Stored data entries
Content starts

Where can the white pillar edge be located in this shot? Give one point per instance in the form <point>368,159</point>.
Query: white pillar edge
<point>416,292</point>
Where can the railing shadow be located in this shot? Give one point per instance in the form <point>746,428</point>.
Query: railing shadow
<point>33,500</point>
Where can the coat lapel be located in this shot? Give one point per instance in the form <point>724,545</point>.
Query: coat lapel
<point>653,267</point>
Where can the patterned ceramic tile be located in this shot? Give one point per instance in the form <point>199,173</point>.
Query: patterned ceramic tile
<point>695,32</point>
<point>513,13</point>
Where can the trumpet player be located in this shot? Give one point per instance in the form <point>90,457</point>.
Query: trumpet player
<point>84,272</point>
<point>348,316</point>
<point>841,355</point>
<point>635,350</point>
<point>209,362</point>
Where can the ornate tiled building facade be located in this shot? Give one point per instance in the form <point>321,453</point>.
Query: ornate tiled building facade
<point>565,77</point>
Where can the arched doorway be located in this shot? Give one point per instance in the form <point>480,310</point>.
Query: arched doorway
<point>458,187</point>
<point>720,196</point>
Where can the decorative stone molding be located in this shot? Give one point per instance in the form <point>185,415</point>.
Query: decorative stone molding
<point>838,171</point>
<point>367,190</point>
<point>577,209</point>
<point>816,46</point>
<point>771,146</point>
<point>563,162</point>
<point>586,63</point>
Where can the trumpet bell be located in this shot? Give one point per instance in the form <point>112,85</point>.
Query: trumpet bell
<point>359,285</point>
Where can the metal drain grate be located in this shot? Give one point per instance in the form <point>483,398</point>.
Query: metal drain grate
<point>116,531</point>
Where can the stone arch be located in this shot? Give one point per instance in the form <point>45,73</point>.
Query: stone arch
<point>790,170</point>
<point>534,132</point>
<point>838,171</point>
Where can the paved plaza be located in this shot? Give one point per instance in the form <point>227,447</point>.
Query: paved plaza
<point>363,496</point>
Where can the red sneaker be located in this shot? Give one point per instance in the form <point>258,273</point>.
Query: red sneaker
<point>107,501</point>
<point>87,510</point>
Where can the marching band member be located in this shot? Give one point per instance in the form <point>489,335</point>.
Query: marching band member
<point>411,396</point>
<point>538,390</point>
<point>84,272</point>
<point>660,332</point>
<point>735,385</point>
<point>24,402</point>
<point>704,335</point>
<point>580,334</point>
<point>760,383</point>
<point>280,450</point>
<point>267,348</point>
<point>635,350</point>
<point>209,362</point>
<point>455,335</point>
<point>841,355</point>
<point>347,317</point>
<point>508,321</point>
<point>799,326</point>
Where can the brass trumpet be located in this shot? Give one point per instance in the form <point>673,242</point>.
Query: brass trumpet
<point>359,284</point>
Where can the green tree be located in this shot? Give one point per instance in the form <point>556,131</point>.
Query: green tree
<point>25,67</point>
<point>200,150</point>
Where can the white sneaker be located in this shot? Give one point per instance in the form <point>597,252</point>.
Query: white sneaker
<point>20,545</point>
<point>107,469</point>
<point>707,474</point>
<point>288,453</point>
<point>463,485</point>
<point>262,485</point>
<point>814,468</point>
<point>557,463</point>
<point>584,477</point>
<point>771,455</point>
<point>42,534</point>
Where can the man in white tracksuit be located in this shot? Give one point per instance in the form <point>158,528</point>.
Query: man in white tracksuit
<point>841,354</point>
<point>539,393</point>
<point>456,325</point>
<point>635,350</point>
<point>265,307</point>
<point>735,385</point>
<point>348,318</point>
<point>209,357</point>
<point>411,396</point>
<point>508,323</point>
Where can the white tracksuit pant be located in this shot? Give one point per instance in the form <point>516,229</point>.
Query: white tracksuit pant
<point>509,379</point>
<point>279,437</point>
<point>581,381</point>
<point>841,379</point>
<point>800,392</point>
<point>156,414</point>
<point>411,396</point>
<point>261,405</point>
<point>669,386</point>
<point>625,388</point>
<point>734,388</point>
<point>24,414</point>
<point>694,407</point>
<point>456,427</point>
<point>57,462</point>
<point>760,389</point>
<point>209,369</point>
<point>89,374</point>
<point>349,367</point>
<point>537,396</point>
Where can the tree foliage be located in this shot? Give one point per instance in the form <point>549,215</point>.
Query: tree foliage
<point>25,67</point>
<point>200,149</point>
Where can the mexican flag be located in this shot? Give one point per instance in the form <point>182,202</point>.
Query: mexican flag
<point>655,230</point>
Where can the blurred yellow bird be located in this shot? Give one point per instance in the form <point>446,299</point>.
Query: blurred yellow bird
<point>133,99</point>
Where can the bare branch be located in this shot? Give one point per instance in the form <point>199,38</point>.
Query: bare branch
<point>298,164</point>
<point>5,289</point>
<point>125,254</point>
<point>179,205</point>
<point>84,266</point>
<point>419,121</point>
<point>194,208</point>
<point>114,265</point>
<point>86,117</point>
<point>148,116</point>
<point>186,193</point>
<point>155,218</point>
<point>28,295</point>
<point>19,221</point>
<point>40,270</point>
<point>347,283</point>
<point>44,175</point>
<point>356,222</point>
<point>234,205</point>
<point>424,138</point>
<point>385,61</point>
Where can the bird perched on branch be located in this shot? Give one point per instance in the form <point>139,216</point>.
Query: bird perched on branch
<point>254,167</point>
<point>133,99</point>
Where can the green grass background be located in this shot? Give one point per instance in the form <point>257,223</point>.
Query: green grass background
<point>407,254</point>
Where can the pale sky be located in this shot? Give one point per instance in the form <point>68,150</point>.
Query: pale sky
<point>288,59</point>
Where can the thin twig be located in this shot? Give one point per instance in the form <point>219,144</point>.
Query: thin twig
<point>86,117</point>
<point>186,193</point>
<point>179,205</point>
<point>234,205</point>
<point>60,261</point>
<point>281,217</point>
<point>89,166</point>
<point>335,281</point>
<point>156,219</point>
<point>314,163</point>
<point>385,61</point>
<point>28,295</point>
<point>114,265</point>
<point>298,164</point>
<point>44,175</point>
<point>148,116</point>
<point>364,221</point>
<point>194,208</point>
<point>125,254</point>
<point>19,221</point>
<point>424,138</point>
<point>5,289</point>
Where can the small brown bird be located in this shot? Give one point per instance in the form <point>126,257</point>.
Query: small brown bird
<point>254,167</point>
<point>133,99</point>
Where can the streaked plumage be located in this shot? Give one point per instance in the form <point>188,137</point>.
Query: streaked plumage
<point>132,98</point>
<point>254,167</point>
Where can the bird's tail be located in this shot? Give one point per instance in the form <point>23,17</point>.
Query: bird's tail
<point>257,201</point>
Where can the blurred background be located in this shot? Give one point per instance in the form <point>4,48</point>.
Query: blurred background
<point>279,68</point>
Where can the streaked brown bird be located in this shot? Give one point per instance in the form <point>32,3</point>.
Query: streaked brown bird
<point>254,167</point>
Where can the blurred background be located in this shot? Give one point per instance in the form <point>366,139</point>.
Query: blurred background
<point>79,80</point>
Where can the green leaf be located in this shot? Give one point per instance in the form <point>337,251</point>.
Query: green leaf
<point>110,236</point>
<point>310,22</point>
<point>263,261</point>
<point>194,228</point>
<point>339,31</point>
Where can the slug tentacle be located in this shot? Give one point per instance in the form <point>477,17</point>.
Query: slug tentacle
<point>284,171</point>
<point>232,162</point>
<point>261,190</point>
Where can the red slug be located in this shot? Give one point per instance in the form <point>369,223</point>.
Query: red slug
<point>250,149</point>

Content ends

WHAT YOU ARE ASKED TO DO ->
Set down exactly what runs from the line with "Query: green leaf" to the last line of the data above, including both of those lines and no others.

ANSWER BOX ->
Query: green leaf
<point>110,236</point>
<point>310,22</point>
<point>263,261</point>
<point>194,228</point>
<point>339,31</point>
Where can the slug tentacle be located in this shot? Give one point per instance in the form <point>477,17</point>.
Query: slug tentacle
<point>284,171</point>
<point>232,162</point>
<point>261,190</point>
Where can the red slug be located in this shot? Give one point per instance in the form <point>369,223</point>.
Query: red slug
<point>250,149</point>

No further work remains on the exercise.